== EXTRAIT ==
---------------
En conclusion, Newman qualifie les chrétiens de « troupeau spirituel du Christ », les exhortant à « chercher à étendre ses bienfaits pratiques à tous autour d’eux », « à prier pour la paix de l’Eglise et pour son extension ». (Source : L’ecclésiologie de John Henry Newman, la médiation de l’Eglise, par Alain Thomasset).
Parvenus à la fin de notre méditation, la devise du cardinal Newman peut nous guider car elle rejoint la parole du Christ en ce 1er dimanche de l’Avent : « Cor ad cor loquitur ». Traduction : « Le cœur parle au cœur », de trois façons : Dieu parle à l’homme, l’homme parle à Dieu, l’homme parle à l’homme. Surtout dans la Sainte Eucharistie. (Source : The international Center of Newman friends, www.newmanfriendsinternational.org).
---------------
== CONSIGNE ==
Rédigez la suite de l'extrait consacré au cardinal Newman, à partir de l'endroit où il s'arrête. Les entrées qui suivent ne jouent aucun rôle ici.

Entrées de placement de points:
---------------
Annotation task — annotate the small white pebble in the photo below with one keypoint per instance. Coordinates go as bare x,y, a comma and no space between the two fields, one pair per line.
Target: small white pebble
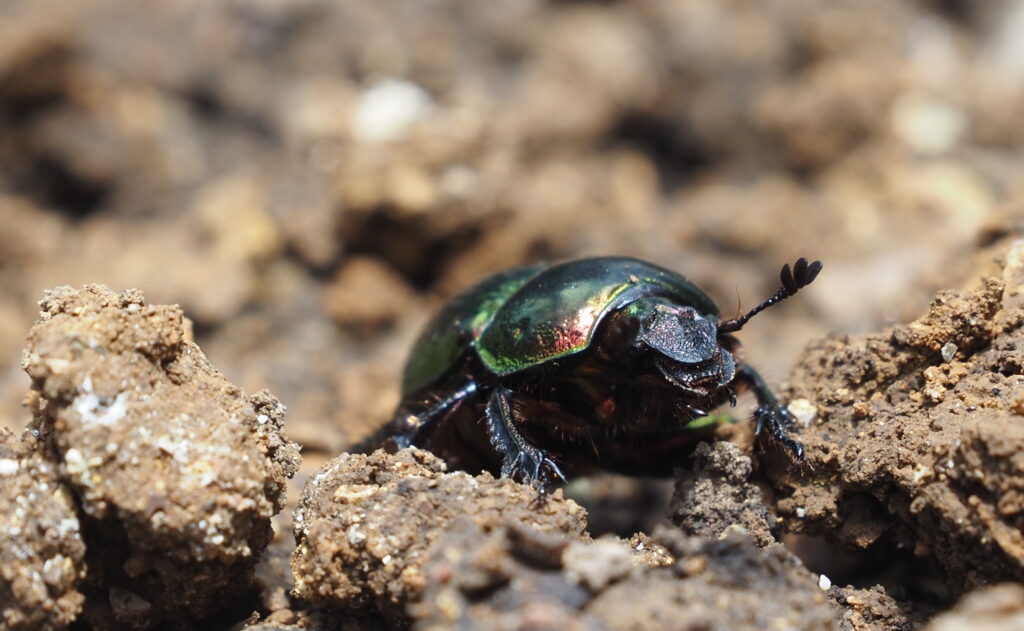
804,411
948,351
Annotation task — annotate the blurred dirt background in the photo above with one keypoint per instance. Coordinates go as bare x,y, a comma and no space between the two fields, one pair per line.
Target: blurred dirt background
310,179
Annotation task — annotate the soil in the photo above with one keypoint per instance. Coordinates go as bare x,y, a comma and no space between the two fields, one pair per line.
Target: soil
296,186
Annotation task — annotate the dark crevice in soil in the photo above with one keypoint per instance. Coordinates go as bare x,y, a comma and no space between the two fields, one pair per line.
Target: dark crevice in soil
677,152
407,245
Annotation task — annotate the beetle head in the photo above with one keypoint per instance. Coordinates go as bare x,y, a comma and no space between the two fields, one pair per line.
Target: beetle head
679,333
688,353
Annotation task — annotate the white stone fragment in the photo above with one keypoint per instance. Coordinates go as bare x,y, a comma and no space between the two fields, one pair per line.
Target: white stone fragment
387,110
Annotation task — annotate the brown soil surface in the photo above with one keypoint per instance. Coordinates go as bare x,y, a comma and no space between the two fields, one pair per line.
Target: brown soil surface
309,180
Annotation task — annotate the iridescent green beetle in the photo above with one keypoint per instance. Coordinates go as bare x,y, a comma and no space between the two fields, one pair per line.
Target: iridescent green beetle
602,363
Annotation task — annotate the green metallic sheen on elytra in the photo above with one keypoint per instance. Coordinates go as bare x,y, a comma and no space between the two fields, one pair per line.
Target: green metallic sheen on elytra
458,324
555,313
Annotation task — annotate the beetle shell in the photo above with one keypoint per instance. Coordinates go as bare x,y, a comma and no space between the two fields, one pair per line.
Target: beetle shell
458,325
556,312
525,317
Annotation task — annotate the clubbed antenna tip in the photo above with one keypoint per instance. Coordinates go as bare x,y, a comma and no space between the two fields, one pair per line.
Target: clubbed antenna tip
794,280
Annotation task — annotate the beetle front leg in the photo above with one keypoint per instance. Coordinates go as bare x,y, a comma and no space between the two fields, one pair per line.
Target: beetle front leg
520,460
770,415
409,427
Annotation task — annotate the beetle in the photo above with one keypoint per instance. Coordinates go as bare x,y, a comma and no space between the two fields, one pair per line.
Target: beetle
608,363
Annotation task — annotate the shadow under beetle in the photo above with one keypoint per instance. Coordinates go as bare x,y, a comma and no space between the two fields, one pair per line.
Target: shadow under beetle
606,363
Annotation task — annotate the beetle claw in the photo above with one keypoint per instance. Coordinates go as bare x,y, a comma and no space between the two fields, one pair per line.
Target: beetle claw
778,422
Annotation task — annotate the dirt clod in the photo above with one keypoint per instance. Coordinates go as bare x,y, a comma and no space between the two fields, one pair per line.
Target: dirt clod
367,523
717,494
42,556
176,471
934,466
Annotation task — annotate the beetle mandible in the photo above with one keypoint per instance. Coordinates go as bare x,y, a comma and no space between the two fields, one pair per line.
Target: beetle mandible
606,363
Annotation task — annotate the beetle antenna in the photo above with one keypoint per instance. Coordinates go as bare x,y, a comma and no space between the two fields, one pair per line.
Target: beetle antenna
793,281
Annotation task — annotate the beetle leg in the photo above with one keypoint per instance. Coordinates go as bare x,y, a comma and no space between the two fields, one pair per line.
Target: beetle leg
520,460
406,428
770,415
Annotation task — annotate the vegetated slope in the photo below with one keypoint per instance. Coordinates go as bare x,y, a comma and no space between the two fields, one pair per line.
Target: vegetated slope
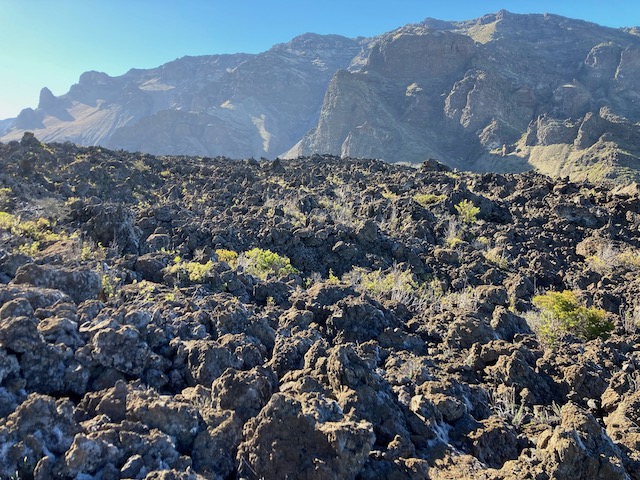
135,340
238,105
503,93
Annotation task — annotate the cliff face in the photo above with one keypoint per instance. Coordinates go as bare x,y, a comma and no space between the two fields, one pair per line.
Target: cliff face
459,91
504,92
238,105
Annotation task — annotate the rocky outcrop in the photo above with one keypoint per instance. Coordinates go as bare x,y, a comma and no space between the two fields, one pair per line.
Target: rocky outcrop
401,340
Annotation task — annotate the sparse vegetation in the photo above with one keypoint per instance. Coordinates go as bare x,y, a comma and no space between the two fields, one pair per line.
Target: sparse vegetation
263,263
427,199
228,256
561,313
467,211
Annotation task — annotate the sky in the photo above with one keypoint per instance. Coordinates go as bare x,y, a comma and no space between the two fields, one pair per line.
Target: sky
49,43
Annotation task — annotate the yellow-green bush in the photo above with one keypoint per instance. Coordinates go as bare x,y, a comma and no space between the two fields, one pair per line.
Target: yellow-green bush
560,313
196,272
262,263
228,256
426,199
467,211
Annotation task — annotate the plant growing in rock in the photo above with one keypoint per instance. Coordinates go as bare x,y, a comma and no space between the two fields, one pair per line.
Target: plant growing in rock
394,284
263,263
195,272
454,234
496,257
427,199
560,313
467,211
228,256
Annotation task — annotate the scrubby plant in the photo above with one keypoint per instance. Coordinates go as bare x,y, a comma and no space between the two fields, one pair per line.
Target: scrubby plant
426,199
467,211
262,263
196,272
454,234
496,257
6,220
5,197
395,283
560,313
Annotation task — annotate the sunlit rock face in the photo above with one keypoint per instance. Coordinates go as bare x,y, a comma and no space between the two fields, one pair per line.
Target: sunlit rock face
504,92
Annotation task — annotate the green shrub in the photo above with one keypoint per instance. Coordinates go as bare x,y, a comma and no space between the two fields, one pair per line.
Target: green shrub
262,263
228,256
560,313
467,211
196,272
426,199
6,221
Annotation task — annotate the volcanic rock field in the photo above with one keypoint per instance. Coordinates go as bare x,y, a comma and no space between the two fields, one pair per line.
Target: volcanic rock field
313,318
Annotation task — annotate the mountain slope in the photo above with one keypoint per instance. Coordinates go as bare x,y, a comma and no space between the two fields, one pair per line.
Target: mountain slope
503,93
152,325
459,91
238,105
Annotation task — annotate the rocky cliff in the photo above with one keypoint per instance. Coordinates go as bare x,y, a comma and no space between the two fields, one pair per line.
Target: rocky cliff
236,105
504,93
500,93
321,318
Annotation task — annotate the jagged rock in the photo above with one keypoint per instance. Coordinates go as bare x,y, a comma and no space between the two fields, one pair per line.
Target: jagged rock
79,285
306,448
622,429
40,427
243,392
579,447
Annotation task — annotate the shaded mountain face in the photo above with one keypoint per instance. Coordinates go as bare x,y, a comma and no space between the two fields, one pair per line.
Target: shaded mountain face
237,105
504,93
557,93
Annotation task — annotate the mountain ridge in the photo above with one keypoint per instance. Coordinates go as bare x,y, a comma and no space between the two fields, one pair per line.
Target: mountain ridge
503,92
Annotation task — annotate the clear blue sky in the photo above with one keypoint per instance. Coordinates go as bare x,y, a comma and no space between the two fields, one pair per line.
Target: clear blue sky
51,42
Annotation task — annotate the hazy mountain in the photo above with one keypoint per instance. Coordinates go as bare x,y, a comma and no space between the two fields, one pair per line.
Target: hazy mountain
504,92
237,105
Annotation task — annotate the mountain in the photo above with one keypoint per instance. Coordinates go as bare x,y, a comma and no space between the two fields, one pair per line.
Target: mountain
559,94
504,92
237,105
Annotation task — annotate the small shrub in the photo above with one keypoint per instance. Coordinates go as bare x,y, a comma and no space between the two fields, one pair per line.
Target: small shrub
6,221
496,257
426,199
263,263
560,313
228,256
454,234
394,284
196,272
467,211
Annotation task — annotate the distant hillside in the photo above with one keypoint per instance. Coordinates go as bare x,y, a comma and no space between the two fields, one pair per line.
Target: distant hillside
503,92
236,105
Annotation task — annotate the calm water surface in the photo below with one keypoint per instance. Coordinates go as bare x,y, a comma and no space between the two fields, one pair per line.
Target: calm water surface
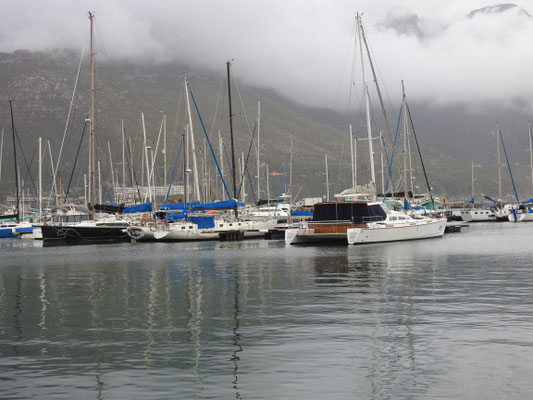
---------------
== RÉSULTAT DE LA TÂCHE ==
Prions avec l’une de ses Méditations sur la Doctrine chrétienne :
« O mystère des mystères,
que l’ineffable amour du Père pour le Fils
soit comparable à l’amour du Fils pour nous !
Comment cela a-t-il été possible, Seigneur ?
Qu’as-tu vu de bon en moi qui suis un pécheur ?
Pourquoi t’es-tu attaché à moi ?
« Qu’est-ce que l’homme pour que tu t’intéresses à lui,
et qu’est-ce que le fils de l’homme pour que tu le visites ? »
Cette pauvre chair qui me recouvre, cette âme faible et pécheresse,
qui n’a de vie que si ta grâce la vivifie, tu as voulu les aimer.
Achève ton œuvre, Seigneur,
et de même que tu m’as aimé dès le commencement,
fais en sorte que je finisse par t’aimer. Amen. »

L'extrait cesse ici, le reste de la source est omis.